> YOUR GOAL
Please switch every "earns one point" in the records below to "receives one point" and give the records again with everything else unchanged. Leave the pictures out.

** START OF INPUT MATERIAL **

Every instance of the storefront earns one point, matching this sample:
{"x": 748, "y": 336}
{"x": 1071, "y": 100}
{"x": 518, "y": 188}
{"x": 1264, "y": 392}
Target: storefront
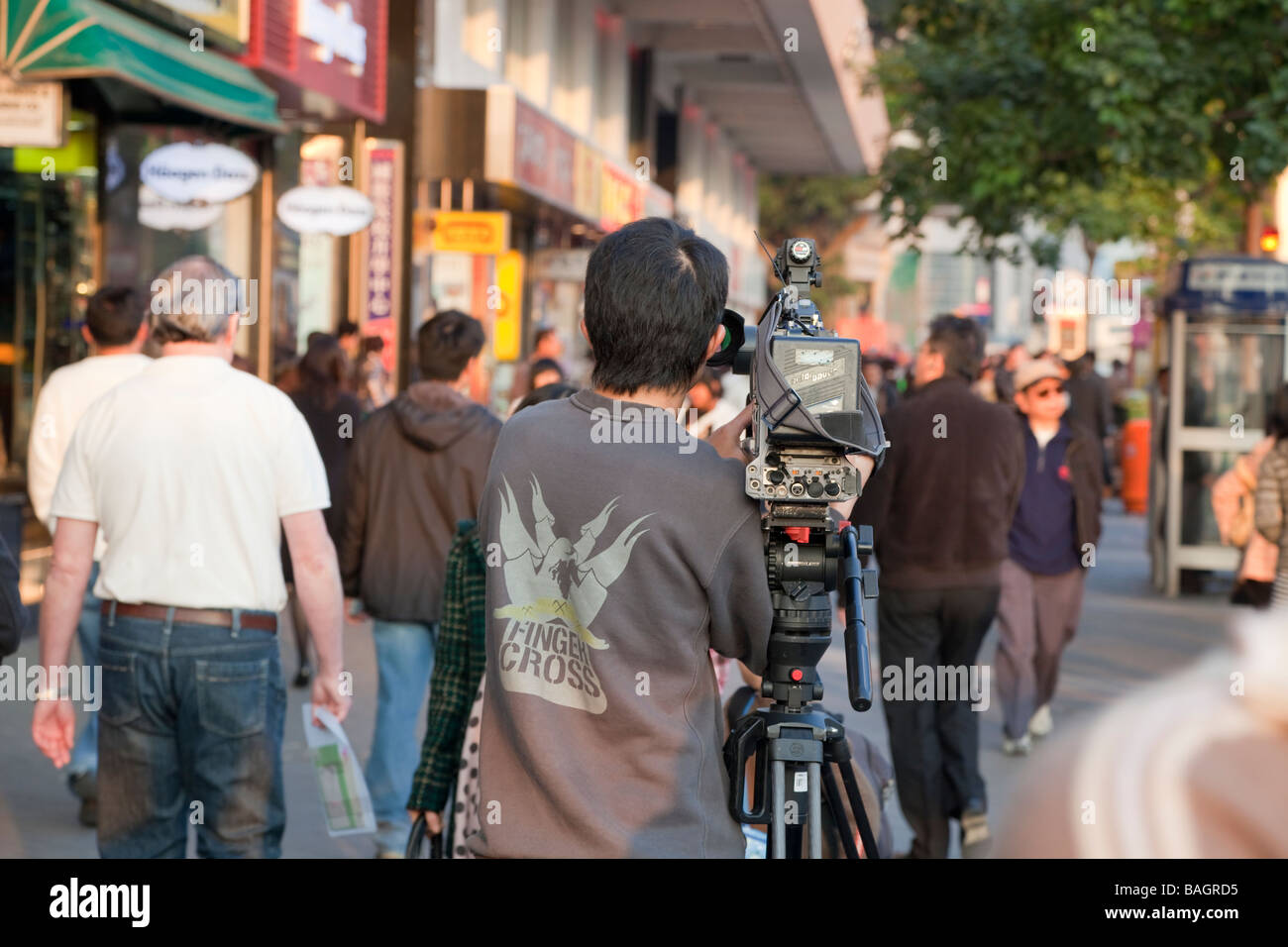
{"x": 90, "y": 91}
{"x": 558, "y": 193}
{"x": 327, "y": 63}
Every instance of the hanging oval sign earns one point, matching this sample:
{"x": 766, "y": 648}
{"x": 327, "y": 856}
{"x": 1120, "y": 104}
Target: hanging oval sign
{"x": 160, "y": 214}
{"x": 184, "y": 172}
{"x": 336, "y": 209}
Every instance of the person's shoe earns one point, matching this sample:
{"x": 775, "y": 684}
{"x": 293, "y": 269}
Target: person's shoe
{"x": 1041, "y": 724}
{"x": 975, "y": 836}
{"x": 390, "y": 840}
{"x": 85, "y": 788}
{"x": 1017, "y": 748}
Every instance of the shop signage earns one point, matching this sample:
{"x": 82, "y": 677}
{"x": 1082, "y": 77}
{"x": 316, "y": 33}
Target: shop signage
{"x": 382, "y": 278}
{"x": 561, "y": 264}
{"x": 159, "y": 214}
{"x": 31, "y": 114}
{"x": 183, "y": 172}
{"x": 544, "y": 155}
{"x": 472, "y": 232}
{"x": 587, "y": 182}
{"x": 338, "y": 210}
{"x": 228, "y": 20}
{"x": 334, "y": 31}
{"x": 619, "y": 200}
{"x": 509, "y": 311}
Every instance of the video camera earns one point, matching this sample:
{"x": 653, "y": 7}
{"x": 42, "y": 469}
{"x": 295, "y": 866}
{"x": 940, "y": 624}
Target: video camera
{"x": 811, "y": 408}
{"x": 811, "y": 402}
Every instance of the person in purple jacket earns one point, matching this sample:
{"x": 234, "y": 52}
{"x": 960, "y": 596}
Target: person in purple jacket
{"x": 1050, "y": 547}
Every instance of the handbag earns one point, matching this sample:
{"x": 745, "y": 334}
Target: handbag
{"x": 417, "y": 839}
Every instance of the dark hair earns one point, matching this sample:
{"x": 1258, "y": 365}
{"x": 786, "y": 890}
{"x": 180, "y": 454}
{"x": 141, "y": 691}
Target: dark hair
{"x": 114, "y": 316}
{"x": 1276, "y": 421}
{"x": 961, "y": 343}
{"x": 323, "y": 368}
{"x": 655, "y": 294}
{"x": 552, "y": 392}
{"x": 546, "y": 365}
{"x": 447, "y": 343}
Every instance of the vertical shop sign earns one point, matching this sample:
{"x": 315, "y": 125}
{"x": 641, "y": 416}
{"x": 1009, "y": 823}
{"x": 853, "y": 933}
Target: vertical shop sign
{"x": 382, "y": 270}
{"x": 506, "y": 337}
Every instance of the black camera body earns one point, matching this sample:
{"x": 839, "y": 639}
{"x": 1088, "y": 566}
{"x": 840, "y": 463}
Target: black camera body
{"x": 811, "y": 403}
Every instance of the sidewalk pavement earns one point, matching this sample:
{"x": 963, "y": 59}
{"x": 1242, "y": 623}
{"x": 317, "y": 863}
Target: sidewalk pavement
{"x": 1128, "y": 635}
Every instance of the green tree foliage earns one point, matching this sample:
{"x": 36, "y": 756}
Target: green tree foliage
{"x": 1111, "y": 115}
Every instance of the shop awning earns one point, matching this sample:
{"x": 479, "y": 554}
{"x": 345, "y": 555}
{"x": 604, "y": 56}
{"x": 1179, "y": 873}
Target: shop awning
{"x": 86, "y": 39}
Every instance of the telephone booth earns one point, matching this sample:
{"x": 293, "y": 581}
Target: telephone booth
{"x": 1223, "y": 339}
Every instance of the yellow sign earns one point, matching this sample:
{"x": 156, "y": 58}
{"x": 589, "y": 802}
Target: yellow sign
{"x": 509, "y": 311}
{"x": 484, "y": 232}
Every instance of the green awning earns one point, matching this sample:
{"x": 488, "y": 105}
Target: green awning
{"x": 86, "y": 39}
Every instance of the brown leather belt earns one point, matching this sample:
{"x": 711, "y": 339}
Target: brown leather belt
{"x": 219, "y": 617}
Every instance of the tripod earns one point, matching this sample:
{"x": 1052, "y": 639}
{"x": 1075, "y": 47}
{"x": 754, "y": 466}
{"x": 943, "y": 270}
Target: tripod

** END OF INPUT MATERIAL **

> WORKED SOLUTION
Every instance of the storefront receives one point, matching this sample:
{"x": 748, "y": 336}
{"x": 1071, "y": 100}
{"x": 518, "y": 188}
{"x": 1264, "y": 392}
Target: storefront
{"x": 90, "y": 91}
{"x": 558, "y": 193}
{"x": 327, "y": 63}
Every instance of the hanging oval sign receives one point, matching this sample:
{"x": 766, "y": 648}
{"x": 327, "y": 856}
{"x": 1120, "y": 104}
Target: hanging oval sign
{"x": 160, "y": 214}
{"x": 184, "y": 172}
{"x": 336, "y": 209}
Every instance of the person's shoe receives one point, matching this sample:
{"x": 775, "y": 684}
{"x": 293, "y": 269}
Target: person's shoe
{"x": 1041, "y": 724}
{"x": 975, "y": 836}
{"x": 390, "y": 840}
{"x": 85, "y": 788}
{"x": 1017, "y": 748}
Every instance of the shop signage receives one point, matching this sample:
{"x": 82, "y": 677}
{"x": 1082, "y": 77}
{"x": 316, "y": 33}
Target: shop signage
{"x": 382, "y": 278}
{"x": 561, "y": 264}
{"x": 159, "y": 214}
{"x": 31, "y": 114}
{"x": 183, "y": 172}
{"x": 544, "y": 155}
{"x": 472, "y": 232}
{"x": 587, "y": 182}
{"x": 338, "y": 210}
{"x": 228, "y": 20}
{"x": 334, "y": 31}
{"x": 619, "y": 200}
{"x": 509, "y": 311}
Every instance of the video camera receives one point, matching this sample:
{"x": 653, "y": 7}
{"x": 42, "y": 469}
{"x": 295, "y": 866}
{"x": 940, "y": 624}
Target: video camera
{"x": 811, "y": 408}
{"x": 811, "y": 402}
Every instance of the person in purple jacket receives one point, matching this sample:
{"x": 234, "y": 52}
{"x": 960, "y": 596}
Target: person in purple jacket
{"x": 1050, "y": 547}
Every instance of the handbag receives one point, matching this sample:
{"x": 745, "y": 334}
Target: handbag
{"x": 417, "y": 839}
Every instance of the dark hair receives one point, matching this sample:
{"x": 1258, "y": 365}
{"x": 786, "y": 890}
{"x": 180, "y": 454}
{"x": 141, "y": 691}
Target: dark hair
{"x": 114, "y": 316}
{"x": 1276, "y": 421}
{"x": 961, "y": 343}
{"x": 323, "y": 368}
{"x": 655, "y": 294}
{"x": 552, "y": 392}
{"x": 546, "y": 365}
{"x": 447, "y": 343}
Every instance of the vertical shop sign receives one point, matching this sample:
{"x": 315, "y": 125}
{"x": 641, "y": 416}
{"x": 1009, "y": 823}
{"x": 853, "y": 933}
Target: vertical shop sign
{"x": 382, "y": 270}
{"x": 506, "y": 337}
Every instance of the black camera body receives one point, matching this sample:
{"x": 839, "y": 639}
{"x": 1088, "y": 566}
{"x": 840, "y": 463}
Target: black camera body
{"x": 811, "y": 403}
Every instance of the sidewalk pavement receives one point, matching this sample:
{"x": 963, "y": 59}
{"x": 1242, "y": 623}
{"x": 317, "y": 863}
Target: sidewalk pavement
{"x": 1128, "y": 635}
Every instance of the green tree foliage receives one point, matching this sample:
{"x": 36, "y": 756}
Target: green tree foliage
{"x": 1111, "y": 115}
Every instance of the shop awning receives one point, matching this sample:
{"x": 479, "y": 554}
{"x": 345, "y": 555}
{"x": 604, "y": 56}
{"x": 1179, "y": 873}
Target: shop awning
{"x": 86, "y": 39}
Every instance of the telephone booth receives one point, matching this sample:
{"x": 293, "y": 581}
Target: telephone booth
{"x": 1223, "y": 339}
Every instance of the yellow sign receives one point, matching this sample:
{"x": 156, "y": 58}
{"x": 589, "y": 802}
Target: yellow sign
{"x": 509, "y": 311}
{"x": 484, "y": 232}
Every instance of the green awning receives one point, matching this sample:
{"x": 488, "y": 105}
Target: green awning
{"x": 86, "y": 39}
Every instance of the brown leather belt receives one point, matching this sample:
{"x": 711, "y": 339}
Target: brown leather belt
{"x": 219, "y": 617}
Every instance of the tripod receives one point, matching this sample:
{"x": 1052, "y": 639}
{"x": 1075, "y": 47}
{"x": 754, "y": 466}
{"x": 943, "y": 270}
Target: tripod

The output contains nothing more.